> **Estratto**:

I primi risultati del lavoro hanno evidenziato un accelerato declino nel tempo del FEV1 dei soggetti ex fumatori rispetto ai non fumatori, stimabile in circa 1,82 mL/anno di differenza che rappresenta circa il 20% rispetto alla differenza osservata nei fumatori attivi, i quali perdono circa 9,21 mL/anno di FEV1 rispetto ai non fumatori. I quitters presentavano valori intermedi tra fumatori attivi ed ex fumatori con un declino medio di circa 3 mL/anno.
È risultato particolarmente interessante il dato per cui la differenza tra non fumatori ed ex fumatori si mantiene anche in chi ha smesso di fumare 30 anni prima, ma risulta maggiormente significativa nei soggetti che hanno smesso di fumare da meno di 10 anni, facendo pensare ad un processo infiammatorio indotto dal fumo, che tende a spegnersi molto molto lentamente con il tempo. Anche il numero di pack year sembra influenzare il declino funzionale; nei fumatori attivi il dato appare solido, con i soggetti che hanno fumato oltre 20 pack year che presentano i dati di declino funzionale più marcati rispetto a chi aveva fumato solo 5-10 pack year. Anche i modesti fumatori tuttavia, con meno di 10 pack year presentavano un declino funzionale maggiore rispetto agli altri gruppi, dato che fa capire che anche poche sigarette al giorno sono dannose. Negli ex fumatori, invece, questo dato appare più sfumato e meno significativo. Non sono state osservate differenze significative in base a sesso, etnia o stato sociale.
Questi risultati, secondo gli autori, sembrano sostenere l’idea che non esista un numero sicuro di sigarette da fumare, ma che solo l’astinenza dal fumo possa garantire un sufficiente grado di sicurezza, sottolineando come anche i soggetti ex fumatori debbano essere coinvolti nei programmi di screening e di sensibilizzazione.
Peraltro, gli autori ritengono che i dati da loro registrati possano essere in qualche modo sottostimati perché i fumatori attivi reclutati sono relativamente più giovani rispetto agli altri gruppi. Questo dato potrebbe far manifestare un bias legato alla sopravvivenza, in cui i fumatori più anziani, possibilmente con declino mediamente maggiore, tendono a morire prima e quindi questo meccanismo potrebbe sottostimare la differenza tra i gruppi.

Dati di localizzazione dei punti

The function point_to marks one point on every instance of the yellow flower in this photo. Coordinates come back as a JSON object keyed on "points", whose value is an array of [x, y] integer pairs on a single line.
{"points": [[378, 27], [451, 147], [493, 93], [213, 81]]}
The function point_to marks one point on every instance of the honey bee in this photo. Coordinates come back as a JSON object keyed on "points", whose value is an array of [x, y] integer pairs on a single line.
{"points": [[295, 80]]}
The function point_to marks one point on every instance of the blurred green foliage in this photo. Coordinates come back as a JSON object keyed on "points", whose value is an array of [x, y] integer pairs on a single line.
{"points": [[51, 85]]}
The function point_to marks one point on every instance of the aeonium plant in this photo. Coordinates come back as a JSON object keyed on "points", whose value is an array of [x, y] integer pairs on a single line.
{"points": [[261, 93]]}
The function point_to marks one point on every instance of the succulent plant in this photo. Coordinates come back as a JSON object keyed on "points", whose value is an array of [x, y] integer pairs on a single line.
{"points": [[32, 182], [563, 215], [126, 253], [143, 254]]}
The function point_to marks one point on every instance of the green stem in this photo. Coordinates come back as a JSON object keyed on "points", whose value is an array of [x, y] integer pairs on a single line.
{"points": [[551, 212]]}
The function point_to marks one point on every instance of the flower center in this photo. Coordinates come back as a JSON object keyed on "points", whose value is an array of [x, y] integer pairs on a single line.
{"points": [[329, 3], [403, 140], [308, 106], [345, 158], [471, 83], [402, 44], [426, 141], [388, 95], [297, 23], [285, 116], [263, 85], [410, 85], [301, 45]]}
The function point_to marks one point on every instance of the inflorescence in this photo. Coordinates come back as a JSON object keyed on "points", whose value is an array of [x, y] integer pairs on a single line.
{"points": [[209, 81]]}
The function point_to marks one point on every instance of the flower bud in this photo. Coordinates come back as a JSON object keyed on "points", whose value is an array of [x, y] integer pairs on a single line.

> **Consegna esercizio**:
Indica se ciascuna affermazione concorda con l'estratto sul declino del FEV1, rispondendo sì o no e citando testualmente le parole decisive: (a) negli ex fumatori la differenza di declino rispetto ai non fumatori è di circa 1,82 mL/anno; (b) sono emerse differenze significative in base al sesso; (c) i fumatori attivi reclutati erano più anziani degli altri gruppi. I dati costituiscono materiale a sé, indipendente dall'estratto.

> **Risultato esercizio**:
(a) Sì: «stimabile in circa 1,82 mL/anno di differenza».
(b) No: «Non sono state osservate differenze significative in base a sesso, etnia o stato sociale».
(c) No: «i fumatori attivi reclutati sono relativamente più giovani rispetto agli altri gruppi».